▶ Stated goal: Please render everything from the line containing "label=shrub action=locate" down to the line containing "[234,313,259,333]" as a JSON list of strings, one string per line, leaving out blank lines.

▶ Exercise material:
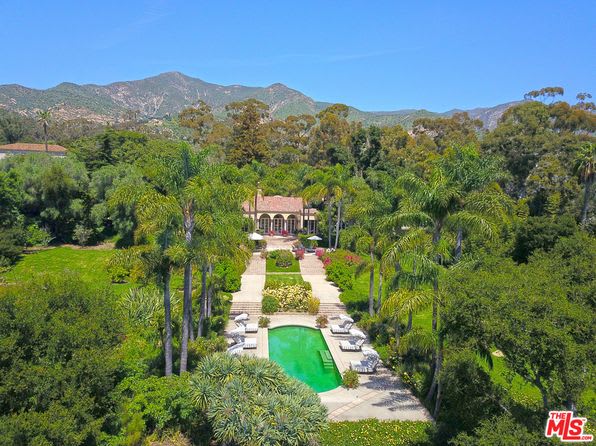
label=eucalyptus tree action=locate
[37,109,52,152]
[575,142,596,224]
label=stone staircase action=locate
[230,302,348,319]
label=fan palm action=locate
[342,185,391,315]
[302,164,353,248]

* * *

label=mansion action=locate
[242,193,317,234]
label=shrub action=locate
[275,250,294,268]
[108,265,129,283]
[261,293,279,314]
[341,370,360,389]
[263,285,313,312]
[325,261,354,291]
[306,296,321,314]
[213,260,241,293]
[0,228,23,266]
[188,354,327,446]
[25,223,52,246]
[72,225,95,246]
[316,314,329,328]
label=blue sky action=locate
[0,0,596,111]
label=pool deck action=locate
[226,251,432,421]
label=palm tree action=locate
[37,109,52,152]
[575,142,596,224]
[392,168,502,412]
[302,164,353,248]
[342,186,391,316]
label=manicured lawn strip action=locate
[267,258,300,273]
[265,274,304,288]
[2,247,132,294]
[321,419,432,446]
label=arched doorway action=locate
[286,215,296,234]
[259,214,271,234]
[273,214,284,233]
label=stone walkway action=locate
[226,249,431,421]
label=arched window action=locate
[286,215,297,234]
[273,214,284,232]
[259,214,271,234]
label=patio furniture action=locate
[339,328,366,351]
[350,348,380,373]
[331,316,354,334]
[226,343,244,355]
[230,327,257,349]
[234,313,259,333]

▶ Response below:
[
  "label=shrub action=locate",
  "[275,250,294,268]",
  "[108,265,129,283]",
  "[261,293,279,314]",
  "[341,370,360,389]",
  "[263,285,313,312]",
  "[325,261,354,291]",
  "[306,296,321,314]",
  "[213,260,241,293]",
  "[0,228,23,266]",
  "[188,354,327,446]",
  "[25,223,52,246]",
  "[72,225,95,246]",
  "[316,314,329,328]",
  "label=blue sky action=locate",
  "[0,0,596,111]",
  "label=pool deck action=locate",
  "[226,251,432,421]",
  "label=palm tree action=locate",
  "[37,109,52,152]",
  "[575,142,596,224]",
  "[392,168,502,412]",
  "[302,164,353,248]",
  "[342,186,391,316]",
  "label=manicured lawn strip action=locate",
  "[267,258,300,273]",
  "[265,274,304,288]",
  "[2,247,132,294]",
  "[321,419,432,446]",
  "label=arched doorway action=locate",
  "[286,215,296,234]",
  "[259,214,271,234]",
  "[273,214,284,233]",
  "label=stone walkway action=locate",
  "[226,249,431,421]",
  "label=arched window action=locate",
  "[286,215,297,234]",
  "[273,214,284,232]",
  "[259,214,271,234]",
  "label=patio furniture action=locate",
  "[339,328,366,351]",
  "[350,348,380,373]",
  "[331,316,354,334]",
  "[226,343,244,355]",
  "[230,327,257,349]",
  "[234,313,259,333]"
]